SOAL TERTULIS
Jelaskan mengapa teks tentang Rizal Ramli menyimpulkan bahwa penempatannya di posisi menko bukan soal kapasitas.

TEKS BACAAN

* * * * *

Ada pula yang menyebut-nyebut dirinya sebagai sosok ekonom anti-neoliberalisme yang sengaja dipasang pada posisi menko demi mengerem laju banyak pihak yang hendak mengarahkan ekonomi kita ke era pasar bebas. Entahlah. Yang pasti anggapan ini tumbuh subur di banyak diskusi.

Namun, bagaimanakah memahami posisi Rizal? Apakah sesungguhnya kartu yang sedang dimainkannya? Apakah ia sedang menjadi musuh bersama demi memuluskan sesuatu atau melindungi seseorang? Marilah kita mengikuti empat teori tentang Rizal Ramli.

Pertama, pemerintah sedang membutuhkan kapasitas Rizal Ramli untuk menguatkan barisan tim ekonomi. Sebagai ekonom, tentu saja tokoh ini punya analisis sendiri atas ekonomi Indonesia. Sosok yang memahami ekonomi makro sebagaimana dirinya dibutuhkan pemerintah untuk membenahi ekonomi yang digembar-gemborkan sedang lesu dan terancam krisis.

Hanya saja, argumentasi ini punya banyak kelemahan. Pertanyaan yang muncul adalah mengapa harus dirinya? Mengapa bukan sosok-sosok lain yang justru punya kapasitas dan prestasi serta track record yang lebih baik ketimbang dirinya? Artinya, kita bisa mengambil kesimpulan bahwa ini bukan soal kapasitas. Rizal dipasang di posisi menko untuk satu kepentingan yang lain, tak hanya isu ekonomi semata.

Kedua, Rizal dihadirkan di kabinet sebagai pengecoh atau pengalih perhatian semua media dan publik. Baru dua hari di kabinet, ia sudah mengeluaran pernyataan-pernyataan kontroversial yang lalu ‘digoreng’ oleh banyak media. Publik mendapat tontotan baru yang menarik untuk terus diamati. Kesan disharmoni serta kritik yang dikemukakan Rizal menjadi bahasan hangat di mana-mana.

Mekanisme pengalihan isu ini sukses diterapkan Partai Demokrat di zaman SBY ketika meminta duet Ruhut Sitompul dan Sutan Bhatugana jadi pengecoh. Gaya bicara dan sikap hantam sana-sini ala Ruhut dan Sutan sukses mengalihkan perhatian publik pada kinerja pemerintah yang biasa-biasa. Mereka menghadirkan satu drama dan tontonan menarik yang justru sangat disukai oleh media massa.

* * * * *

DAFTAR DATA
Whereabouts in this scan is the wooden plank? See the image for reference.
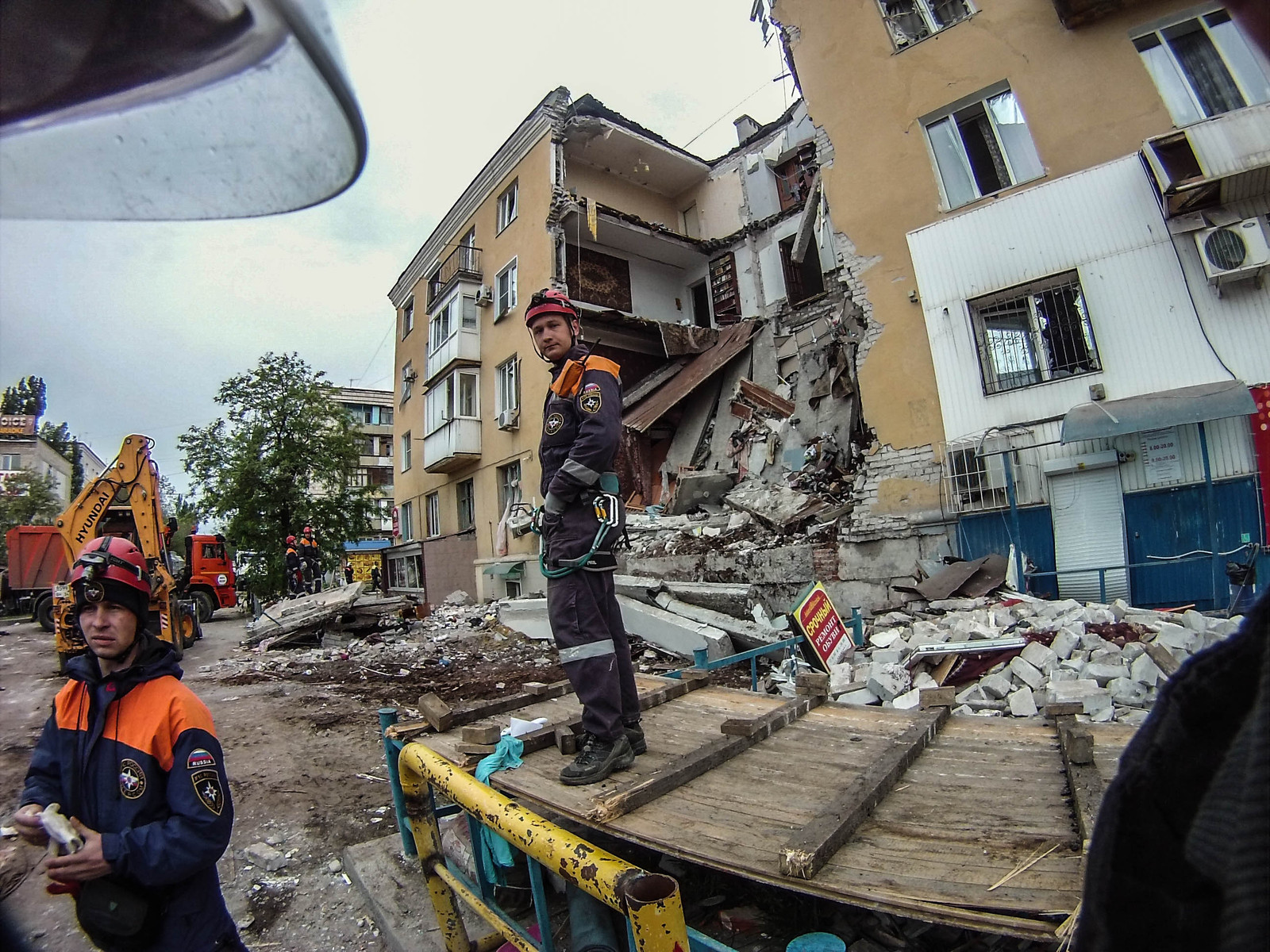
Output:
[781,707,949,880]
[1054,716,1107,846]
[588,697,821,823]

* * * * *

HASIL TUGAS
Kesimpulan itu lahir dari kelemahan teori pertama. Jika pemerintah hanya membutuhkan kapasitas ekonom, muncul pertanyaan mengapa harus Rizal, bukan sosok-sosok lain yang justru memiliki kapasitas, prestasi, dan track record yang lebih baik. Karena itu, teks menyimpulkan bahwa Rizal dipasang untuk kepentingan lain, tidak hanya untuk isu ekonomi semata.